Saved entries
↓↓↓

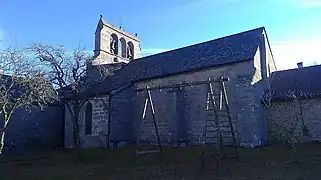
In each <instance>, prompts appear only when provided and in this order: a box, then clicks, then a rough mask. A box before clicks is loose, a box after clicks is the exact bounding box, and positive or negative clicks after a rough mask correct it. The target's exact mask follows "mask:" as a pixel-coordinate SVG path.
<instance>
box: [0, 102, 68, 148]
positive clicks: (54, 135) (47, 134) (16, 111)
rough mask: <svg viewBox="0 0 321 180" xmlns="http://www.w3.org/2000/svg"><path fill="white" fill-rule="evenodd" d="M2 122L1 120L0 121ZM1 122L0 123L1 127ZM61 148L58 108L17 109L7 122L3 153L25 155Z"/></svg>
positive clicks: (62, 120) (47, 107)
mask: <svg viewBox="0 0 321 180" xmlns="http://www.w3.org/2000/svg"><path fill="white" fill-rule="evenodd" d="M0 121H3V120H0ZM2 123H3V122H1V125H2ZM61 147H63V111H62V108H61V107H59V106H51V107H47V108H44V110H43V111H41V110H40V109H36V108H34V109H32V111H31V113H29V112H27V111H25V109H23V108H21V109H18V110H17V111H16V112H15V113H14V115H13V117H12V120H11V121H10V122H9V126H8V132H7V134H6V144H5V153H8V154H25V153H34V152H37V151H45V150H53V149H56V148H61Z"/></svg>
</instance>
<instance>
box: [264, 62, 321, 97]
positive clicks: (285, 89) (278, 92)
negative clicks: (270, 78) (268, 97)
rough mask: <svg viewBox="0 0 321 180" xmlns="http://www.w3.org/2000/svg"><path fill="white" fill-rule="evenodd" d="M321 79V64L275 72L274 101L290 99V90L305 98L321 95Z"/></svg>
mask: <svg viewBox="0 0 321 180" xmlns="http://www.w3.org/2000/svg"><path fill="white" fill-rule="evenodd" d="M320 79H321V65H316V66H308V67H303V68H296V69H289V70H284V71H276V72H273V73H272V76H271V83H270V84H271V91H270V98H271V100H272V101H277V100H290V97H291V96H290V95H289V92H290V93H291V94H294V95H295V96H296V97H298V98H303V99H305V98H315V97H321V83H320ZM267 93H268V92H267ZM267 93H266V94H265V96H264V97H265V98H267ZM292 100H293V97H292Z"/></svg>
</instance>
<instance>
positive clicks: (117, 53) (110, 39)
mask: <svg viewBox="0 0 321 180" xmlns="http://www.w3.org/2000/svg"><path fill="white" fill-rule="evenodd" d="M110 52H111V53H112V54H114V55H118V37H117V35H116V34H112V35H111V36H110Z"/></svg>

↑↑↑
↓↓↓

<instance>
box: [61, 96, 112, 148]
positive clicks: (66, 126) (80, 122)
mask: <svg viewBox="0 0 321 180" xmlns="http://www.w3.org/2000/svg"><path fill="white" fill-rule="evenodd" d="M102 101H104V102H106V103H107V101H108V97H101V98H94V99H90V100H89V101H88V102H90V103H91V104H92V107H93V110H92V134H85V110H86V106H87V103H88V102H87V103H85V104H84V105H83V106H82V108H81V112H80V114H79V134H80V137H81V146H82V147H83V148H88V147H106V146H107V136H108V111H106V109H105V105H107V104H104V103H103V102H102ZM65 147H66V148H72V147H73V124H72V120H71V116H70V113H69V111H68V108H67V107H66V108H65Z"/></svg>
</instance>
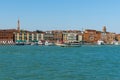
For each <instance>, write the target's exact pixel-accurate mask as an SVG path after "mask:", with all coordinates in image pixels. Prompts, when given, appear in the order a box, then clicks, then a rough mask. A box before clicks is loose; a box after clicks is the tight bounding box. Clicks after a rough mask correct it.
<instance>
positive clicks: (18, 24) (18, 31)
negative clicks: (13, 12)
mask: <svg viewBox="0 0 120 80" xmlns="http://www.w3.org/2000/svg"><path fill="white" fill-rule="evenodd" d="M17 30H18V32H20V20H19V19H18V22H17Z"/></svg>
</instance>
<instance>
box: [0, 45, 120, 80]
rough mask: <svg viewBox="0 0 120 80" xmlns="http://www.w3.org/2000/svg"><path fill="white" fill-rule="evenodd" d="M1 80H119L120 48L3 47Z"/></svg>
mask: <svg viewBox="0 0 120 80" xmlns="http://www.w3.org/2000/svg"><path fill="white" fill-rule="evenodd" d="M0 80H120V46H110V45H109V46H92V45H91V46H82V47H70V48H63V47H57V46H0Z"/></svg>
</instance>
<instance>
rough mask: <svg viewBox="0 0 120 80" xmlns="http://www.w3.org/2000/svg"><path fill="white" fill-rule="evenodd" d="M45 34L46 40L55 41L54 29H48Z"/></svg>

↑↑↑

PROBLEM STATEMENT> Some lines of the records above may hold the word "target". Report how many, and nothing else.

EXPECTED OUTPUT> 2